Brief
Reproduce every one of the rows below word for word, changing nothing.
↓↓↓
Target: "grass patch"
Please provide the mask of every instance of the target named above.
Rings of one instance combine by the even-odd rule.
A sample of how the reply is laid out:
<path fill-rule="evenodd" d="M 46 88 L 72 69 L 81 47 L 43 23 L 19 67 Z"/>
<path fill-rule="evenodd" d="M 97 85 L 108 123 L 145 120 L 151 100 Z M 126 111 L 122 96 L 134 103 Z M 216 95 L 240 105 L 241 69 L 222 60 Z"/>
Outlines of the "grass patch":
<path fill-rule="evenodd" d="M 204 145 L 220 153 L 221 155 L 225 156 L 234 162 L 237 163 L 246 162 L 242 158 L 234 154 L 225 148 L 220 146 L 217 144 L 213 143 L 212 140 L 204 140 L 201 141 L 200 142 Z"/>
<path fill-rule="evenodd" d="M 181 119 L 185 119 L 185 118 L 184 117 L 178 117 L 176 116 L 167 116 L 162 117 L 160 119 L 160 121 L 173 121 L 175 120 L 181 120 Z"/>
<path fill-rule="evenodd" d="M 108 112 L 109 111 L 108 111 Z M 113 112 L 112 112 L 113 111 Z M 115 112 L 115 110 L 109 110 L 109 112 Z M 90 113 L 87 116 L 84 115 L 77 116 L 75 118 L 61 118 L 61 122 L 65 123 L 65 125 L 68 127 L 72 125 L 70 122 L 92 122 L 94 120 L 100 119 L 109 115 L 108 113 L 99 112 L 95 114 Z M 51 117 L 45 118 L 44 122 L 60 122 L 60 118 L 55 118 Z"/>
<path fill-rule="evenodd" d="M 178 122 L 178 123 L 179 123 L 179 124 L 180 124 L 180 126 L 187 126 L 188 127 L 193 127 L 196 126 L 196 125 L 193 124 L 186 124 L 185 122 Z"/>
↑↑↑
Finished exercise
Target: "grass patch"
Please provide the mask of every instance of the target named above.
Rings of one instance combine by the even-odd rule.
A sample of how the reply is laid out:
<path fill-rule="evenodd" d="M 46 88 L 72 69 L 81 47 L 43 23 L 19 67 Z"/>
<path fill-rule="evenodd" d="M 97 85 L 108 123 L 145 120 L 151 100 Z M 126 111 L 122 96 L 134 103 Z M 216 95 L 240 105 L 241 69 L 222 60 Z"/>
Outlines of the "grass patch":
<path fill-rule="evenodd" d="M 204 145 L 220 153 L 221 155 L 225 156 L 234 162 L 237 163 L 246 162 L 242 158 L 234 154 L 225 148 L 220 146 L 217 144 L 213 143 L 212 140 L 204 140 L 201 141 L 200 142 Z"/>
<path fill-rule="evenodd" d="M 181 119 L 185 119 L 185 118 L 184 117 L 178 117 L 176 116 L 167 116 L 162 117 L 160 119 L 160 121 L 173 121 L 175 120 L 181 120 Z"/>
<path fill-rule="evenodd" d="M 108 112 L 109 111 L 108 111 Z M 113 112 L 112 112 L 113 111 Z M 115 112 L 115 110 L 109 110 L 109 112 Z M 90 113 L 87 116 L 84 115 L 77 116 L 75 118 L 61 118 L 61 122 L 65 123 L 65 125 L 68 127 L 72 125 L 70 122 L 92 122 L 94 120 L 100 119 L 109 115 L 108 113 L 99 112 L 95 114 Z M 51 117 L 45 118 L 44 122 L 60 122 L 60 118 L 55 118 Z"/>
<path fill-rule="evenodd" d="M 178 122 L 178 123 L 179 123 L 179 124 L 180 124 L 180 126 L 187 126 L 188 127 L 193 127 L 196 126 L 196 125 L 193 124 L 186 124 L 185 122 Z"/>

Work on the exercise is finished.